[Entries from a collection]

= = =

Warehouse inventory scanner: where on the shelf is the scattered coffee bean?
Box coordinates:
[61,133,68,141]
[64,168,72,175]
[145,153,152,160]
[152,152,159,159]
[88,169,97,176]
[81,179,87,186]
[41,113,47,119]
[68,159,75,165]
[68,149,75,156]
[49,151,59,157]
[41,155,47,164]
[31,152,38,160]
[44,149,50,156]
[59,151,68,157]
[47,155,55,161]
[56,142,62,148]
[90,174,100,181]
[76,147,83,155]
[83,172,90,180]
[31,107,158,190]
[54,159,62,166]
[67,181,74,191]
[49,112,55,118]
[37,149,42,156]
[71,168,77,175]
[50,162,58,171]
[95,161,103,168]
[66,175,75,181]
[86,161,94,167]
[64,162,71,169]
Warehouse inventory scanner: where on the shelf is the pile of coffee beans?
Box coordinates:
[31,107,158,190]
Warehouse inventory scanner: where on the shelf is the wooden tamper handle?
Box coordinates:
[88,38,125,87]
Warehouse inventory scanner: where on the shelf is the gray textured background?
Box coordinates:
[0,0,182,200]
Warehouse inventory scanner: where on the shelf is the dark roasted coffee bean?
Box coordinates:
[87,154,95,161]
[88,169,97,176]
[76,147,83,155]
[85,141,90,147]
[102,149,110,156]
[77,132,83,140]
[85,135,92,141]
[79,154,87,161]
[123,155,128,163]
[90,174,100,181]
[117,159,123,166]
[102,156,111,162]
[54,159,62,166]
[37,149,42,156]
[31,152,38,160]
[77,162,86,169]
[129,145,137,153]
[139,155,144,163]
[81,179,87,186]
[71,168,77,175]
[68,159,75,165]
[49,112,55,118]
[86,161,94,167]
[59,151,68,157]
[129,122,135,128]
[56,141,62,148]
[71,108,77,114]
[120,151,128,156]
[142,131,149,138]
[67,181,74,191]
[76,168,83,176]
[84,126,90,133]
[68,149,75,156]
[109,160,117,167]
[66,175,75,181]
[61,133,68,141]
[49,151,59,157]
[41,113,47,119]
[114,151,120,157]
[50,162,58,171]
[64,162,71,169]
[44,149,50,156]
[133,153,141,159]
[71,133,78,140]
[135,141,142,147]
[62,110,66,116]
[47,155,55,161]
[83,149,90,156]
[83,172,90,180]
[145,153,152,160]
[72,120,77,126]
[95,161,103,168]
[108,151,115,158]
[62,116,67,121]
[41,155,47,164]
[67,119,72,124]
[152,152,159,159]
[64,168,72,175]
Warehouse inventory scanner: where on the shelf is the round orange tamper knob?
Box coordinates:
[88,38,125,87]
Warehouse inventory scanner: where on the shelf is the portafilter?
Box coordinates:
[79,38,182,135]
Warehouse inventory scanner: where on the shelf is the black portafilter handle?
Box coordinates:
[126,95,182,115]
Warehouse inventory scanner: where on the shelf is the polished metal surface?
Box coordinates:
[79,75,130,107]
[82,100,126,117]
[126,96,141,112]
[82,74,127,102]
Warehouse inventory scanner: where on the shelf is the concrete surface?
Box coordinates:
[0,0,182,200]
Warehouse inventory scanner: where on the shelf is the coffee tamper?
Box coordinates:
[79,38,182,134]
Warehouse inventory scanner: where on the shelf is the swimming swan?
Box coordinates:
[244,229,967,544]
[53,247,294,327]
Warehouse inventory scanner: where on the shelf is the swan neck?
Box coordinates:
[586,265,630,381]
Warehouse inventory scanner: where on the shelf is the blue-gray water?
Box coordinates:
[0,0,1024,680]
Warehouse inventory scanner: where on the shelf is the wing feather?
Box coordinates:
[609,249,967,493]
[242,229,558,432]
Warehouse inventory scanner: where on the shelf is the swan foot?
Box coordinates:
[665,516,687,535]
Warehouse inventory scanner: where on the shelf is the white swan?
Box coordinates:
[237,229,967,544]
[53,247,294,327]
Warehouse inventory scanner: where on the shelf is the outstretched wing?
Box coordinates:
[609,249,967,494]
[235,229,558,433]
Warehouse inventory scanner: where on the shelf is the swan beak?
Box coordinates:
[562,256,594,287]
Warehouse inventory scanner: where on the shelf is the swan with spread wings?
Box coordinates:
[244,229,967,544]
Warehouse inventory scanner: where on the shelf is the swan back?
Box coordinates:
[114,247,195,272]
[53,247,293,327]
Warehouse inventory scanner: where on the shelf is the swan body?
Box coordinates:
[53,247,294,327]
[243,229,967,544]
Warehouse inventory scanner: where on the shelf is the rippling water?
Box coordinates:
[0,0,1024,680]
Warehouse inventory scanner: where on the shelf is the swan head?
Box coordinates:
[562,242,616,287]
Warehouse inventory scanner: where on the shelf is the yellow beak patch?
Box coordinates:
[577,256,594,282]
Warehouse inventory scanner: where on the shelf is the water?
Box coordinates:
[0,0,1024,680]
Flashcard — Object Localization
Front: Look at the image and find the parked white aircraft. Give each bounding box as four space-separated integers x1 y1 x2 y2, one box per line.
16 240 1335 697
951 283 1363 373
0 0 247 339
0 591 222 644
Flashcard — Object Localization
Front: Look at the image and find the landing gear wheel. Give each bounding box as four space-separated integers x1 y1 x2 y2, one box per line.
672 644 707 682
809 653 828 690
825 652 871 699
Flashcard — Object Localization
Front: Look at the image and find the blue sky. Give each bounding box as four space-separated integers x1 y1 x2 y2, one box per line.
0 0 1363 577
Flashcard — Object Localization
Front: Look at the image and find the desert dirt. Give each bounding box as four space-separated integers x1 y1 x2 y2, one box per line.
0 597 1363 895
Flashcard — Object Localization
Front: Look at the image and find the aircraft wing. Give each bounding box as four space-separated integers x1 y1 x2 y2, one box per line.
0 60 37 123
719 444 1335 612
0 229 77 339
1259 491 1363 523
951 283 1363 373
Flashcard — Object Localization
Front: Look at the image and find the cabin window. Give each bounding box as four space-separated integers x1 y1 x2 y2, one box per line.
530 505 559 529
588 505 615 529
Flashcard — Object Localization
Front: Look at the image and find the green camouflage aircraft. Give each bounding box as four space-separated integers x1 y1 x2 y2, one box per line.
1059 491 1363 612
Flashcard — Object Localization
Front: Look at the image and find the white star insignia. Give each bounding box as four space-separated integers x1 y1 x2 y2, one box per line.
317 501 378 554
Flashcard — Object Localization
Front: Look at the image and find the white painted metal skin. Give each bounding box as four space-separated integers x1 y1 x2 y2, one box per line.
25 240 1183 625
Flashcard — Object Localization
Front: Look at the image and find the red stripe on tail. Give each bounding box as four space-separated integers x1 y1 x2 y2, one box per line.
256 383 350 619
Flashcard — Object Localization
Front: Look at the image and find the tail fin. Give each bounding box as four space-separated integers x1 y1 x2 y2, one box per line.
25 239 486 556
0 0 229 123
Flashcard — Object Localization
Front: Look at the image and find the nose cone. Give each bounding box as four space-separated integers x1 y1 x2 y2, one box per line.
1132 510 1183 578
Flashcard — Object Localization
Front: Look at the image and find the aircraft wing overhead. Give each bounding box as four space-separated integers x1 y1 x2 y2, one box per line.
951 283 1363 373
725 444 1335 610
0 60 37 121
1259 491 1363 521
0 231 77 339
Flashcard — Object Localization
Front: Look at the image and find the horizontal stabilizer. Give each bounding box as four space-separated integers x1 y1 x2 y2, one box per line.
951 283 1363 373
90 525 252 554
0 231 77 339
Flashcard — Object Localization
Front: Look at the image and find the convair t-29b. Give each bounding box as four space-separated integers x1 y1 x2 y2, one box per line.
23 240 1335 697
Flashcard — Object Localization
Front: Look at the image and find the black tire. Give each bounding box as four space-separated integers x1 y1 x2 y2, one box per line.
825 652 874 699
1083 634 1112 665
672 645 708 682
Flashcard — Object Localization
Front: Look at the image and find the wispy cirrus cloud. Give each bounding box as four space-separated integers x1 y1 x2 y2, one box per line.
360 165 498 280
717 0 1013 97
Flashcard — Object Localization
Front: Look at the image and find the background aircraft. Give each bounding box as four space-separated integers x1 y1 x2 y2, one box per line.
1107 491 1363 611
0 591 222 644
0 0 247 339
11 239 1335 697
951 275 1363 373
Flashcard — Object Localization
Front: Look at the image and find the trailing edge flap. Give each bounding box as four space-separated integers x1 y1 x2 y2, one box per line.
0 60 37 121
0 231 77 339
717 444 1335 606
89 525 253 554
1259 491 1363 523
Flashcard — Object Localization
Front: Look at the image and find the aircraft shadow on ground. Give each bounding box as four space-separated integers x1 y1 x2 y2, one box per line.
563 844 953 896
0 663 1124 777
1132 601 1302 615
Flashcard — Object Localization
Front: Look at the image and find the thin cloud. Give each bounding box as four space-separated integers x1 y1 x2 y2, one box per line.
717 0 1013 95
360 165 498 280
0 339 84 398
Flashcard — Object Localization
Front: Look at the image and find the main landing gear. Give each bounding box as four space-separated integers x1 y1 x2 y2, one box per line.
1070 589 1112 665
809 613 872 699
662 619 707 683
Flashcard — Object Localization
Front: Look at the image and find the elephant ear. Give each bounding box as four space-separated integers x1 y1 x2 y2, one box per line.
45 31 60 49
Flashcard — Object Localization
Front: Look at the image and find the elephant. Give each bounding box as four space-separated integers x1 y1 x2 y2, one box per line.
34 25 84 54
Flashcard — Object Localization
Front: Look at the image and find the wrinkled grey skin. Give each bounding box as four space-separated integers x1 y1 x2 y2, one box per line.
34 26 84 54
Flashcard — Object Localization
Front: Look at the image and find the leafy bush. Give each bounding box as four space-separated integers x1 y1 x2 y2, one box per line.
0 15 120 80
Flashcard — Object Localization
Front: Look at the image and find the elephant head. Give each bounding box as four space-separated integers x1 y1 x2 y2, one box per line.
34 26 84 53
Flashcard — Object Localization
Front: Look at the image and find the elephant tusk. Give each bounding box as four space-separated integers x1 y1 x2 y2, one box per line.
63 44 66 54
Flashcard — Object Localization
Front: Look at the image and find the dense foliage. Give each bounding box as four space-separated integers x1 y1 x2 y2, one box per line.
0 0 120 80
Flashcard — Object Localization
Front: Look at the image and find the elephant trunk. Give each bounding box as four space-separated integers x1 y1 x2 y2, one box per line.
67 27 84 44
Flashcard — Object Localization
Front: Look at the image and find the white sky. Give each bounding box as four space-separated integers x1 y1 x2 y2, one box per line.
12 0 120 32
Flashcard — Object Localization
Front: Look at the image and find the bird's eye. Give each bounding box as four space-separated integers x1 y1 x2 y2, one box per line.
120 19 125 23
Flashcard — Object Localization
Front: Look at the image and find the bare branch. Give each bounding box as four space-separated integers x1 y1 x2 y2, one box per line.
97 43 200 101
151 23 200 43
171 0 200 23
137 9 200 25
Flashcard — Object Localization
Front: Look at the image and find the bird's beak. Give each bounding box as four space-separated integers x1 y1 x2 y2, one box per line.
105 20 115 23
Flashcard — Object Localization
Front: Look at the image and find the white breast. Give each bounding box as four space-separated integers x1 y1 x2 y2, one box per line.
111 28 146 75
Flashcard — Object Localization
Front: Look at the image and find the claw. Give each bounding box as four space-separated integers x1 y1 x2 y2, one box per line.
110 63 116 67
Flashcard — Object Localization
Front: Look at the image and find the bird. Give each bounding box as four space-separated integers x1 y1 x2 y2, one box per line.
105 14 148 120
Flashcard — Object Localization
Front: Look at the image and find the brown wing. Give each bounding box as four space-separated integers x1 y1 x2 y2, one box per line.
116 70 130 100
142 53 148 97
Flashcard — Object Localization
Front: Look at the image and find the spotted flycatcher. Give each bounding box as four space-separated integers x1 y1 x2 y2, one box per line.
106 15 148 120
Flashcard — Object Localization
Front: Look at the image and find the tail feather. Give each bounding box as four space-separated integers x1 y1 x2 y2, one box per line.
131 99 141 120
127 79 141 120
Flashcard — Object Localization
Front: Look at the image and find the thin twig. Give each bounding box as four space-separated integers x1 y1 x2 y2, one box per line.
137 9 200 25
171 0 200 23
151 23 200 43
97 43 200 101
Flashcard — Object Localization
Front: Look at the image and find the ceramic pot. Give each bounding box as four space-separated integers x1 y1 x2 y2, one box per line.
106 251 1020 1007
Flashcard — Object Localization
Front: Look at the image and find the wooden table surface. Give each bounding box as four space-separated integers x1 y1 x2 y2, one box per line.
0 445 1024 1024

= = =

PROBLEM TO SOLVE: Show each line of the rows above that contains the string "cloud". Case counts.

FINAL ANSWER:
Front: Look at the image and find the wispy cirrus cloud. Give each bounding box as four space-separated integers x1 y1 x2 y2, one box per line.
Front: Look at the image and find the thin cloud. Give each bounding box as four space-separated integers x1 y1 x2 y2, one box per line.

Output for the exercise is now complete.